■ **Source records**

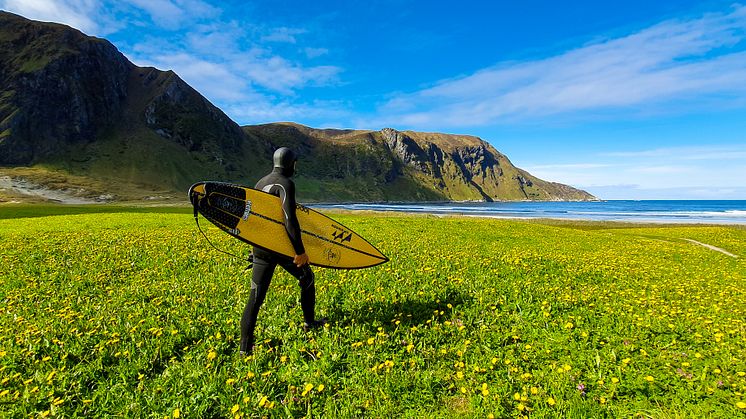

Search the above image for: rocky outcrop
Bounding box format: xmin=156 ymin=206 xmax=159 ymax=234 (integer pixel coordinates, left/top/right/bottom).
xmin=0 ymin=12 xmax=245 ymax=165
xmin=0 ymin=12 xmax=593 ymax=201
xmin=243 ymin=123 xmax=595 ymax=201
xmin=0 ymin=12 xmax=133 ymax=164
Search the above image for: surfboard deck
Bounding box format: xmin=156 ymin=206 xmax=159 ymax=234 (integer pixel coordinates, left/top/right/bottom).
xmin=189 ymin=182 xmax=389 ymax=269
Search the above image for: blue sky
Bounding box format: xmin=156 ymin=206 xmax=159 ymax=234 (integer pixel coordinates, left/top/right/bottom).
xmin=0 ymin=0 xmax=746 ymax=199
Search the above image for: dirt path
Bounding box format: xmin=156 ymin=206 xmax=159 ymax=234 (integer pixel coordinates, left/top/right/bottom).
xmin=0 ymin=176 xmax=97 ymax=204
xmin=684 ymin=239 xmax=738 ymax=259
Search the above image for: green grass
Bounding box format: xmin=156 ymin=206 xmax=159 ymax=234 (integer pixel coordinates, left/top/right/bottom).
xmin=0 ymin=207 xmax=746 ymax=417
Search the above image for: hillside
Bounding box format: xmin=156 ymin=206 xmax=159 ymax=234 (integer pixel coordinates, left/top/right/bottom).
xmin=0 ymin=12 xmax=594 ymax=201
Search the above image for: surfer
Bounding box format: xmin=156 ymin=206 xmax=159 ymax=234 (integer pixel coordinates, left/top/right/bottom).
xmin=240 ymin=147 xmax=326 ymax=355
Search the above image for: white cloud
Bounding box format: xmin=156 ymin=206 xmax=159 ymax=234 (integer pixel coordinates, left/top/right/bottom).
xmin=524 ymin=145 xmax=746 ymax=199
xmin=600 ymin=147 xmax=746 ymax=161
xmin=0 ymin=0 xmax=110 ymax=35
xmin=380 ymin=5 xmax=746 ymax=127
xmin=125 ymin=0 xmax=221 ymax=29
xmin=303 ymin=48 xmax=329 ymax=58
xmin=261 ymin=28 xmax=307 ymax=44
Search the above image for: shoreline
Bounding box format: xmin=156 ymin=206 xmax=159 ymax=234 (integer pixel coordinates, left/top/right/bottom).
xmin=311 ymin=207 xmax=746 ymax=228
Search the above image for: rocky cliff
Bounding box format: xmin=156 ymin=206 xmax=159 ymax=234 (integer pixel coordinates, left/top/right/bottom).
xmin=243 ymin=123 xmax=595 ymax=201
xmin=0 ymin=12 xmax=593 ymax=201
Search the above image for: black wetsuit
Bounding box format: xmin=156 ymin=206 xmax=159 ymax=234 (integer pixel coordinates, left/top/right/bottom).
xmin=241 ymin=166 xmax=316 ymax=353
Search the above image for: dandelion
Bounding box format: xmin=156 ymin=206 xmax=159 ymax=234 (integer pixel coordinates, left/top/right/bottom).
xmin=301 ymin=383 xmax=313 ymax=397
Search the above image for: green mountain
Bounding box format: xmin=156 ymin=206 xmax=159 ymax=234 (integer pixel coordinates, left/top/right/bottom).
xmin=0 ymin=12 xmax=594 ymax=201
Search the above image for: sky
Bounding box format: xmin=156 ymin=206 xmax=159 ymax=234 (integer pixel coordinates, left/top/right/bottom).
xmin=0 ymin=0 xmax=746 ymax=199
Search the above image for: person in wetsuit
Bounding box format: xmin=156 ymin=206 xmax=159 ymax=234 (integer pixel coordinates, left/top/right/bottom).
xmin=240 ymin=147 xmax=325 ymax=354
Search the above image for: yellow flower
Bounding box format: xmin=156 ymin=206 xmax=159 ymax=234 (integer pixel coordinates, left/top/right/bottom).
xmin=301 ymin=383 xmax=313 ymax=397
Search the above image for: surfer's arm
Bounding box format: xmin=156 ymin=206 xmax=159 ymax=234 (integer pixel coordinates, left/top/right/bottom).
xmin=280 ymin=182 xmax=306 ymax=255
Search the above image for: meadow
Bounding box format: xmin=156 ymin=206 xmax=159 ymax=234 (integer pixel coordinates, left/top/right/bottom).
xmin=0 ymin=207 xmax=746 ymax=418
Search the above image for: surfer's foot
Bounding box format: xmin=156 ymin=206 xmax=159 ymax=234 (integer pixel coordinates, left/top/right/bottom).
xmin=303 ymin=317 xmax=329 ymax=332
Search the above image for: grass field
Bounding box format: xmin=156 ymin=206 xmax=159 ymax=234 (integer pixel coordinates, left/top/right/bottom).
xmin=0 ymin=207 xmax=746 ymax=418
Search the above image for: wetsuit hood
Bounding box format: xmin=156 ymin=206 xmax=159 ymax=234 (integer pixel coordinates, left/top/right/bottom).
xmin=272 ymin=147 xmax=298 ymax=177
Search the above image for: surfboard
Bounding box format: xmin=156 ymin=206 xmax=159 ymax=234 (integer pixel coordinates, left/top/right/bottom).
xmin=189 ymin=182 xmax=389 ymax=269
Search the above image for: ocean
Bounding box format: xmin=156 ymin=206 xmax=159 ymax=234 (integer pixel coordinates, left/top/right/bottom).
xmin=312 ymin=200 xmax=746 ymax=225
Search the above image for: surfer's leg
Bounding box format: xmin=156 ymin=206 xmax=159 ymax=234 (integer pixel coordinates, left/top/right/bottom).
xmin=240 ymin=255 xmax=277 ymax=353
xmin=280 ymin=261 xmax=316 ymax=324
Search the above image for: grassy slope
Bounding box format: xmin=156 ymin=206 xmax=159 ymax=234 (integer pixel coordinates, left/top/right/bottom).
xmin=0 ymin=212 xmax=746 ymax=417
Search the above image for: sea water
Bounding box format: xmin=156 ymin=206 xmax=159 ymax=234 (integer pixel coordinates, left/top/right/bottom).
xmin=312 ymin=200 xmax=746 ymax=224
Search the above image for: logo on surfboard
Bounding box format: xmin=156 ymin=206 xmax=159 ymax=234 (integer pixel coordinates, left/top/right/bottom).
xmin=324 ymin=247 xmax=342 ymax=264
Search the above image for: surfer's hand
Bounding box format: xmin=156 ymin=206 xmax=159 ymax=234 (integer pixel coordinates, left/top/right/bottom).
xmin=293 ymin=253 xmax=308 ymax=268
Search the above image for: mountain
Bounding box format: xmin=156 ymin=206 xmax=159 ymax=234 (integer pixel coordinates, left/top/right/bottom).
xmin=0 ymin=12 xmax=594 ymax=201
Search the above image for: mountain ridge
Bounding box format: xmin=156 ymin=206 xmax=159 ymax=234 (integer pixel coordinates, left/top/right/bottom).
xmin=0 ymin=12 xmax=595 ymax=201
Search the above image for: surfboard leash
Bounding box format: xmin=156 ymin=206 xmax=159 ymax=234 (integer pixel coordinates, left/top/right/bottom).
xmin=194 ymin=205 xmax=254 ymax=272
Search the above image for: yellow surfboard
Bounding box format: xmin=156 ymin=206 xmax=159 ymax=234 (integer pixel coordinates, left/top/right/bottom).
xmin=189 ymin=182 xmax=389 ymax=269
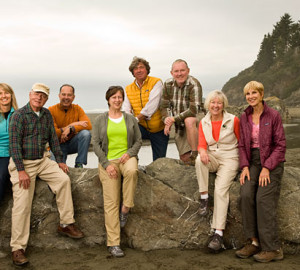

■ **Set exercise**
Copy out every line of the records above verbatim, leaving the pictures out.

■ **Result of the task**
Search the above image for: rocky outcrop
Bounding box format: xmin=156 ymin=206 xmax=159 ymax=234 (integer pixel coordinates, left/top/right/bottom).
xmin=0 ymin=12 xmax=245 ymax=165
xmin=0 ymin=12 xmax=593 ymax=201
xmin=243 ymin=123 xmax=595 ymax=201
xmin=0 ymin=12 xmax=133 ymax=164
Search the above image for: surfboard deck
Bounding box format: xmin=156 ymin=206 xmax=159 ymax=234 (integer pixel coordinates, left/top/right/bottom).
xmin=189 ymin=182 xmax=389 ymax=269
Search the above image for: blue sky
Bounding box format: xmin=156 ymin=206 xmax=159 ymax=234 (integer pixel coordinates, left/top/right/bottom).
xmin=0 ymin=0 xmax=746 ymax=199
Search the above image for: dirt path
Bounding box format: xmin=156 ymin=206 xmax=159 ymax=234 (integer pixel coordinates, left/top/right/bottom).
xmin=0 ymin=176 xmax=97 ymax=204
xmin=684 ymin=239 xmax=738 ymax=259
Search the above image for: green grass
Bounding box format: xmin=156 ymin=206 xmax=159 ymax=234 (integer pixel coordinates, left/top/right/bottom).
xmin=0 ymin=207 xmax=746 ymax=417
Search the above image for: hillside
Bounding box format: xmin=156 ymin=206 xmax=159 ymax=234 (integer pixel coordinates, left/top/right/bottom).
xmin=0 ymin=12 xmax=594 ymax=201
Search the above image for: surfer
Bounding box format: xmin=156 ymin=206 xmax=159 ymax=234 (integer pixel coordinates, left/top/right/bottom).
xmin=240 ymin=147 xmax=326 ymax=355
Search the above image for: white cloud
Bounding box format: xmin=156 ymin=206 xmax=159 ymax=234 (integer pixel coordinates, left/top/right/bottom).
xmin=524 ymin=145 xmax=746 ymax=199
xmin=600 ymin=147 xmax=746 ymax=161
xmin=0 ymin=0 xmax=110 ymax=35
xmin=380 ymin=5 xmax=746 ymax=127
xmin=125 ymin=0 xmax=221 ymax=29
xmin=303 ymin=48 xmax=329 ymax=58
xmin=261 ymin=28 xmax=307 ymax=44
Search the above image for: shoreline
Bounding box format: xmin=156 ymin=206 xmax=159 ymax=234 (integer pixel coordinates, left/top/right/bottom).
xmin=311 ymin=207 xmax=746 ymax=228
Search the above image for: rocky cliff
Bounding box format: xmin=156 ymin=206 xmax=159 ymax=234 (integer pixel coordinates, left/top/right/bottom).
xmin=243 ymin=123 xmax=595 ymax=201
xmin=0 ymin=12 xmax=593 ymax=201
Search the above image for: black wetsuit
Bounding box format: xmin=156 ymin=206 xmax=159 ymax=234 (integer pixel coordinates, left/top/right/bottom).
xmin=241 ymin=166 xmax=316 ymax=353
Search the above image for: dandelion
Bounding box format: xmin=156 ymin=206 xmax=159 ymax=234 (integer pixel coordinates, left/top/right/bottom).
xmin=301 ymin=383 xmax=313 ymax=397
Search the above image for: green mountain
Bounding box format: xmin=156 ymin=206 xmax=159 ymax=234 (integer pixel coordinates, left/top/right/bottom).
xmin=0 ymin=12 xmax=594 ymax=201
Search the above image for: sky
Bounding box format: xmin=156 ymin=206 xmax=159 ymax=234 (integer pixel coordinates, left/top/right/bottom).
xmin=0 ymin=0 xmax=746 ymax=199
Search the above image for: person in wetsuit
Bounding box format: xmin=156 ymin=206 xmax=159 ymax=234 (integer pixel coordinates, left/top/right/bottom).
xmin=240 ymin=147 xmax=325 ymax=354
Search the above image for: yellow flower
Bounding box format: xmin=156 ymin=206 xmax=159 ymax=234 (integer pixel coordinates, left/top/right/bottom).
xmin=301 ymin=383 xmax=313 ymax=397
Search the above image for: surfer's arm
Bounding box format: xmin=156 ymin=206 xmax=159 ymax=234 (integer pixel coordinates, left/top/right/bottom).
xmin=280 ymin=182 xmax=306 ymax=255
Search the above image for: meadow
Bounding box format: xmin=156 ymin=206 xmax=159 ymax=234 (integer pixel coordinates, left/top/right/bottom).
xmin=0 ymin=207 xmax=746 ymax=418
Search the above image for: surfer's foot
Bounding box format: xmin=156 ymin=206 xmax=159 ymax=234 (integer pixel coordinates, left/top/right/bottom).
xmin=303 ymin=317 xmax=329 ymax=332
Search the above image for: grass field
Bounding box format: xmin=156 ymin=206 xmax=159 ymax=234 (integer pixel coordinates, left/top/right/bottom).
xmin=0 ymin=207 xmax=746 ymax=418
Search the above image for: wetsuit hood
Bounding box format: xmin=156 ymin=206 xmax=159 ymax=234 (integer pixel coordinates, left/top/right/bottom).
xmin=272 ymin=147 xmax=298 ymax=177
Search the above image for: surfboard
Bounding box format: xmin=156 ymin=206 xmax=159 ymax=234 (integer pixel coordinates, left/top/right/bottom).
xmin=189 ymin=182 xmax=389 ymax=269
Search the above image for: ocean
Bounding box format: xmin=156 ymin=206 xmax=159 ymax=234 (integer pixel coordinates, left/top/right/bottom).
xmin=312 ymin=200 xmax=746 ymax=225
Search the above image for: surfer's leg
Bounding box format: xmin=156 ymin=206 xmax=159 ymax=234 (integer pixel coordinates, left/top/right/bottom).
xmin=240 ymin=255 xmax=277 ymax=353
xmin=280 ymin=261 xmax=316 ymax=324
Search the above image for: grassy slope
Bounding box format: xmin=156 ymin=206 xmax=159 ymax=234 (integer pixel coordinates, left/top/right/bottom).
xmin=0 ymin=212 xmax=746 ymax=417
Search the above image for: sea water
Bounding box format: xmin=156 ymin=206 xmax=159 ymax=234 (integer pixel coordinates, left/top/right/bottom).
xmin=312 ymin=200 xmax=746 ymax=224
Search the above image for: logo on surfboard
Bounding box format: xmin=156 ymin=206 xmax=159 ymax=234 (integer pixel coordinates, left/top/right/bottom).
xmin=324 ymin=247 xmax=342 ymax=264
Search the above image for: surfer's hand
Bounding box format: xmin=156 ymin=206 xmax=159 ymax=234 (integer pixel coordinates, left/top/right/bottom).
xmin=293 ymin=253 xmax=308 ymax=268
Search the above image for: mountain
Bounding box format: xmin=156 ymin=206 xmax=159 ymax=234 (integer pixel coordinates, left/top/right/bottom).
xmin=0 ymin=12 xmax=594 ymax=201
Search the above image for: mountain ridge
Bounding box format: xmin=156 ymin=206 xmax=159 ymax=234 (integer pixel coordinates, left/top/right/bottom).
xmin=0 ymin=12 xmax=595 ymax=201
Search the above image for: surfboard leash
Bounding box format: xmin=156 ymin=206 xmax=159 ymax=234 (integer pixel coordinates, left/top/right/bottom).
xmin=194 ymin=205 xmax=254 ymax=272
Search the above image for: yellow surfboard
Bounding box format: xmin=156 ymin=206 xmax=159 ymax=234 (integer pixel coordinates, left/top/right/bottom).
xmin=189 ymin=182 xmax=389 ymax=269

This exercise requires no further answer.